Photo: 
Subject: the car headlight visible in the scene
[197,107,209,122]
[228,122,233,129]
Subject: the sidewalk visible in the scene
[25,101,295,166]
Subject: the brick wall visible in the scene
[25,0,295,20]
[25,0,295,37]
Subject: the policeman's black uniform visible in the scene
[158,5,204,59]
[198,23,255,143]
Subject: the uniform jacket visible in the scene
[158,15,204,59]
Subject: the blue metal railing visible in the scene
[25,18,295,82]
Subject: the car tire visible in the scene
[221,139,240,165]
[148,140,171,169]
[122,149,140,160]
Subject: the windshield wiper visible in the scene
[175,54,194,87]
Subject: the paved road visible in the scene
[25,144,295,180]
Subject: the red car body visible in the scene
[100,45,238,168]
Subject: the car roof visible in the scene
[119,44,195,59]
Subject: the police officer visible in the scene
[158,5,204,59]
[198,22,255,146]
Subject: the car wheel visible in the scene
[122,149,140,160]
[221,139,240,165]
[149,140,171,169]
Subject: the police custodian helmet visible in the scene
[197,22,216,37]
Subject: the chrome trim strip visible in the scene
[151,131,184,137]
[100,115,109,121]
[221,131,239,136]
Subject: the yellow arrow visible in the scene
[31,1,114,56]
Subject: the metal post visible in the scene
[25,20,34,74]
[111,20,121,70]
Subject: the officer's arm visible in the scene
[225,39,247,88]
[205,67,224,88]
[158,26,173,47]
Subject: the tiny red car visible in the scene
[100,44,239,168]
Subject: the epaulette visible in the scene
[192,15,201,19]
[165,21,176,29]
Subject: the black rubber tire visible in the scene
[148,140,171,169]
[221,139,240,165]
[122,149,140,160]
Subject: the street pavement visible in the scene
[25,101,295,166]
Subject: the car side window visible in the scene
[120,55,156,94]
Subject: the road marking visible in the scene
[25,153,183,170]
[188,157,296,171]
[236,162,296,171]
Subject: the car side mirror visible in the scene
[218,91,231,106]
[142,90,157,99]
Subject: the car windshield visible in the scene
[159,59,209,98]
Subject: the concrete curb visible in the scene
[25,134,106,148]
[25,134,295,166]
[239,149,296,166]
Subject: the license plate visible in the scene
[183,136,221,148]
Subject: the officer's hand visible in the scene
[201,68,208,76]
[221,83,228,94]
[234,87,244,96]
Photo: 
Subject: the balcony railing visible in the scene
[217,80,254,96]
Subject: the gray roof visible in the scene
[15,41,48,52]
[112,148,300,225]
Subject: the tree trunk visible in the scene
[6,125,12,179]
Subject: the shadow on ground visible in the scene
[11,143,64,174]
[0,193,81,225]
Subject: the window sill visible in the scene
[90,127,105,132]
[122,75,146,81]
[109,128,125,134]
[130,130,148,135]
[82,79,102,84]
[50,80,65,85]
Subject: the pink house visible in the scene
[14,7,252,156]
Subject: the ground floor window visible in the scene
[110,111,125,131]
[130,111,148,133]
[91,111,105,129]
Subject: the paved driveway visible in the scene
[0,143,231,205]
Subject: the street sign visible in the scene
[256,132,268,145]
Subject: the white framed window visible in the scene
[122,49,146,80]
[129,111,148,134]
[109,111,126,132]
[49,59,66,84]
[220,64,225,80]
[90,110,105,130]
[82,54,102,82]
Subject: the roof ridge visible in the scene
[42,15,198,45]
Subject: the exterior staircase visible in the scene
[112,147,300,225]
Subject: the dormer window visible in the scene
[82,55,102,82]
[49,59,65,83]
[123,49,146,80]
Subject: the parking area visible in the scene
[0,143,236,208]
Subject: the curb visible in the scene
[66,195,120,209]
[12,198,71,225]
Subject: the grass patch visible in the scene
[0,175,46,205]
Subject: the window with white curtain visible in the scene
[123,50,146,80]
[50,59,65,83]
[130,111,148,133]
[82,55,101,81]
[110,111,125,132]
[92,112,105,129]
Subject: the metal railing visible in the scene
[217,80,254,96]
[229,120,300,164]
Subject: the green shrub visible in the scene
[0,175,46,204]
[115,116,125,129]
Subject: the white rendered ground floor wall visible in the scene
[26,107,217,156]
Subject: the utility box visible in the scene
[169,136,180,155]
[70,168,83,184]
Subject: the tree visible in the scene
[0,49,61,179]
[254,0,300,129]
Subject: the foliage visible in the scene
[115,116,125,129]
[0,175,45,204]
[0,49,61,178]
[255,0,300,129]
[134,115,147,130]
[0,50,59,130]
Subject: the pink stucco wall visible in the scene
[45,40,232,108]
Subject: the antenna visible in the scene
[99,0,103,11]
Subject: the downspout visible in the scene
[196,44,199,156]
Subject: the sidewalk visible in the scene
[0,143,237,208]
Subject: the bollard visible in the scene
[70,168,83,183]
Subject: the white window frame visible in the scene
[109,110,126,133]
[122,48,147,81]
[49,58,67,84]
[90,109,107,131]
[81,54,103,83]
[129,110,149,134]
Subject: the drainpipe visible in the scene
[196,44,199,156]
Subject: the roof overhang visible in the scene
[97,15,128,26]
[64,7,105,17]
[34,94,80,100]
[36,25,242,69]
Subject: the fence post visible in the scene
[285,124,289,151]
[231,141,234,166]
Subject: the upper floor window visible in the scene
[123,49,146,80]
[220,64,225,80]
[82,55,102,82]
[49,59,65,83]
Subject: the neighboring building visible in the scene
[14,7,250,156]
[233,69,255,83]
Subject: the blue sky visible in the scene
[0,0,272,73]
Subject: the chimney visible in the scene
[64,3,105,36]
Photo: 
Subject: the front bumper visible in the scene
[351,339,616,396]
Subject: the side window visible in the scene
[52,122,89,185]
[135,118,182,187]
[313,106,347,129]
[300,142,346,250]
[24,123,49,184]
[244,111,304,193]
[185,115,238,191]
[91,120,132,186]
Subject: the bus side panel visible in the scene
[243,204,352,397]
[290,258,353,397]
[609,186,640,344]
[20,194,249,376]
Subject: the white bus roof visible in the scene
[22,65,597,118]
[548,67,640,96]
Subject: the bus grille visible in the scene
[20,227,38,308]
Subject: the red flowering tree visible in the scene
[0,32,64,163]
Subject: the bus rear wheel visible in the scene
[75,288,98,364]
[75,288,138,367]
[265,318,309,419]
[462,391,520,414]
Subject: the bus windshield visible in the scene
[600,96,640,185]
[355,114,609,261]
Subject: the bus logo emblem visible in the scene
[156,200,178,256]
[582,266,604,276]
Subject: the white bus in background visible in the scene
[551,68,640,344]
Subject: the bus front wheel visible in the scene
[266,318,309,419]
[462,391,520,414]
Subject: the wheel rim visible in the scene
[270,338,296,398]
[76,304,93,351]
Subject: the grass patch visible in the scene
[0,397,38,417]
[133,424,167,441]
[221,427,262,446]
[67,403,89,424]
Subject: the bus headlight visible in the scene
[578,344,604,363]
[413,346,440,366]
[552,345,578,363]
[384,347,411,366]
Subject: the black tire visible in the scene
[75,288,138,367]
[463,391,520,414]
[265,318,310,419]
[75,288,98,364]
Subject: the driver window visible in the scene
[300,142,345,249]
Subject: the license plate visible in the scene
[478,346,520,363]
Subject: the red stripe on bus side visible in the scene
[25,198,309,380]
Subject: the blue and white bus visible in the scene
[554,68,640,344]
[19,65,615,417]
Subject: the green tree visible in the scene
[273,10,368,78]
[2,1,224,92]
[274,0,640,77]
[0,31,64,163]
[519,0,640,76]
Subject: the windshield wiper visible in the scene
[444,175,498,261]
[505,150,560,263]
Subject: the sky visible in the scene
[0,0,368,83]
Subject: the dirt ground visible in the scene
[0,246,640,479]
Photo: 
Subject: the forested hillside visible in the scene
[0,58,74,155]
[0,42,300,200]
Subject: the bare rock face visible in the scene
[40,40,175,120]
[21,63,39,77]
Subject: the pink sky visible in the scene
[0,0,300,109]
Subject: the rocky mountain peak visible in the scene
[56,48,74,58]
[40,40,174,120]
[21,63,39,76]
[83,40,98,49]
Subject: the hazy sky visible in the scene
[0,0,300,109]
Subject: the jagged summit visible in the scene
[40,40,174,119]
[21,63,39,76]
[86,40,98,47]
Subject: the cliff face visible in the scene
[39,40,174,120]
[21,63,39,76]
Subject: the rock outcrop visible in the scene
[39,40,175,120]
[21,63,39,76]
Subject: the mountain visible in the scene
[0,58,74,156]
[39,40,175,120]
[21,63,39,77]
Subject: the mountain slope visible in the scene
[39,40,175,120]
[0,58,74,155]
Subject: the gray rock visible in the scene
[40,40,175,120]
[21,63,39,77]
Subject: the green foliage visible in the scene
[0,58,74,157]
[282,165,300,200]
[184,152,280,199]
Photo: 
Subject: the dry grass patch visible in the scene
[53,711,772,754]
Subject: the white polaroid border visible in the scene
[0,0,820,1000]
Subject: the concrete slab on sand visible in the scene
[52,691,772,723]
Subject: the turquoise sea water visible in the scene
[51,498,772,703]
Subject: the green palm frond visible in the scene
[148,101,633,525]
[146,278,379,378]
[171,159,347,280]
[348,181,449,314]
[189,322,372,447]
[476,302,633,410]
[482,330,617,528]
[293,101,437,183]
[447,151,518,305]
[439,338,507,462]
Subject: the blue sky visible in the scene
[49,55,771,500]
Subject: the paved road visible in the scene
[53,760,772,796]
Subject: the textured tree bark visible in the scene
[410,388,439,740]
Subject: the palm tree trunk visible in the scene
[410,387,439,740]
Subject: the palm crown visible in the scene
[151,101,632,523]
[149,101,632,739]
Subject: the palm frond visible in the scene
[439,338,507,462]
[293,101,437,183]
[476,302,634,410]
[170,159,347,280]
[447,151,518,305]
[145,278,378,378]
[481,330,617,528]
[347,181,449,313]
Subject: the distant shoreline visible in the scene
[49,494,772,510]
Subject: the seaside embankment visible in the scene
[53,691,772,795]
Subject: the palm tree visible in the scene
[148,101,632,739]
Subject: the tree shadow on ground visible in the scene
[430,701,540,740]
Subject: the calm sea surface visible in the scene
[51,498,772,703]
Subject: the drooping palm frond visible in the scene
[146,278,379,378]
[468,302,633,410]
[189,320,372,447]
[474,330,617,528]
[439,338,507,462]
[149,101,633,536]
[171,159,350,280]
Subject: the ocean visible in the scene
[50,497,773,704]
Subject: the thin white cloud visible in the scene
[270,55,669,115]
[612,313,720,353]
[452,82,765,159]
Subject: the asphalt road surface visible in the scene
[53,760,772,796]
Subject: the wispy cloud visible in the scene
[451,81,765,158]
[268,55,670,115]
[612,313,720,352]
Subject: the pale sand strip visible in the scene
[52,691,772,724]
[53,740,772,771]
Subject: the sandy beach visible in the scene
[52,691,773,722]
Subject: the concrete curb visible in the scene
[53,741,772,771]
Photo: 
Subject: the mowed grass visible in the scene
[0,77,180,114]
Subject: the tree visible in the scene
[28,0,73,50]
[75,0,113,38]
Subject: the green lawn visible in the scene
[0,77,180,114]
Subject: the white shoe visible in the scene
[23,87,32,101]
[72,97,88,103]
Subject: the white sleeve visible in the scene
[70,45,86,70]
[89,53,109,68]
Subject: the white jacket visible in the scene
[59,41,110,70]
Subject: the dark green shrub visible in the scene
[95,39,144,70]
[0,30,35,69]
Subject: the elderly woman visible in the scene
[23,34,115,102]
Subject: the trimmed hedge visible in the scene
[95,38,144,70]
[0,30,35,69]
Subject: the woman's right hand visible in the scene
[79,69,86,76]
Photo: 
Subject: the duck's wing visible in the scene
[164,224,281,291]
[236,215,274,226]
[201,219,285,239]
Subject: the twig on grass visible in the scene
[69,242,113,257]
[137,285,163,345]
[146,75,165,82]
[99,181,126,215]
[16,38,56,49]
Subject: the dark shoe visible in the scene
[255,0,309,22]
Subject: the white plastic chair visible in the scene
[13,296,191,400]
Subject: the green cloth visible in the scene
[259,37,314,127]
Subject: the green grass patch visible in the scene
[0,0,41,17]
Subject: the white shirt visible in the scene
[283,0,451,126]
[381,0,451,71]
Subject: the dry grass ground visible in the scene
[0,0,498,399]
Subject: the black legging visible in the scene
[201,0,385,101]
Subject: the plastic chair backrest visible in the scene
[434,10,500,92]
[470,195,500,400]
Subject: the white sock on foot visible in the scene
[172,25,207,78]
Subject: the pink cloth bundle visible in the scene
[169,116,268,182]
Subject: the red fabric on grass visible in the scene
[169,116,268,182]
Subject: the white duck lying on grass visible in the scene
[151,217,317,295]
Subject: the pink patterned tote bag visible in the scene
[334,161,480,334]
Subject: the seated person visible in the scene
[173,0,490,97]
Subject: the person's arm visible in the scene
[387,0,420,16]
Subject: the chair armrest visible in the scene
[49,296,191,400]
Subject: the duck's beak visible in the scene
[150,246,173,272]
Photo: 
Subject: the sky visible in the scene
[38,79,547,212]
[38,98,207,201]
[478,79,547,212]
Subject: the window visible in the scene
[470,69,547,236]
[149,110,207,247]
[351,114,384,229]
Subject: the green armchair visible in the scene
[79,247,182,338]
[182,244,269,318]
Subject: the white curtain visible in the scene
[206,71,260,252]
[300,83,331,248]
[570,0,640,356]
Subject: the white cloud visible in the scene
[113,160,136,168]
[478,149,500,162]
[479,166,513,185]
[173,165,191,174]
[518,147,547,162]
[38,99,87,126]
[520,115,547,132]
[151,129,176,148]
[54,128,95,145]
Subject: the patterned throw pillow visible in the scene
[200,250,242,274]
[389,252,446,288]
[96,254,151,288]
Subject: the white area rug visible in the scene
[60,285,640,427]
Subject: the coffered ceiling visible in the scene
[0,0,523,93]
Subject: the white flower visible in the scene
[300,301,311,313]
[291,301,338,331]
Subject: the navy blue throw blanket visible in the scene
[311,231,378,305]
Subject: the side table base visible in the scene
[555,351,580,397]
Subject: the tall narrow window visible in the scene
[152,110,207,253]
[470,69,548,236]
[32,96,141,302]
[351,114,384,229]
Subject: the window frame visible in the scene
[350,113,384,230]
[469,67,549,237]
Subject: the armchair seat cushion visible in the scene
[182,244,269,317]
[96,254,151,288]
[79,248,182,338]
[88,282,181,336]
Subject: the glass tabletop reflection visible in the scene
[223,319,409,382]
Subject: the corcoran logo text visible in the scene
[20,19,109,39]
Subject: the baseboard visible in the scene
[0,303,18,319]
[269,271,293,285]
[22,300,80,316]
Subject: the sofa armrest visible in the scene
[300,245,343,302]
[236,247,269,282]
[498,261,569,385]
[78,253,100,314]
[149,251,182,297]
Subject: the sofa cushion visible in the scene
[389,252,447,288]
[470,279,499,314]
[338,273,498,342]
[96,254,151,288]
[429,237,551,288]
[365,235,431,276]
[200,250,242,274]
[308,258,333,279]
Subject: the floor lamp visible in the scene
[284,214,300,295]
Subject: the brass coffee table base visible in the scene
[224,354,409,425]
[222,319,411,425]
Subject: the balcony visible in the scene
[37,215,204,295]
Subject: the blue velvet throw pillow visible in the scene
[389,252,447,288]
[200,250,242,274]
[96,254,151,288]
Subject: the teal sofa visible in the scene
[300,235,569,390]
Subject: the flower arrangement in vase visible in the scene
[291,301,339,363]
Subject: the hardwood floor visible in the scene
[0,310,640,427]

EXERCISE
Turn the lines from the one containing "Subject: the blue velvet" through the end of the items into a JSON list of strings, with one string per line and blank lines left out.

TASK RESPONSE
[
  "Subject: the blue velvet throw pillow visible in the scene",
  "[389,252,447,288]",
  "[200,250,242,274]",
  "[96,254,151,288]",
  "Subject: the teal sofa visible in the scene",
  "[300,235,569,390]",
  "Subject: the flower arrangement in vase visible in the scene",
  "[291,301,339,363]",
  "Subject: the hardwood floor visible in the scene",
  "[0,310,640,427]"
]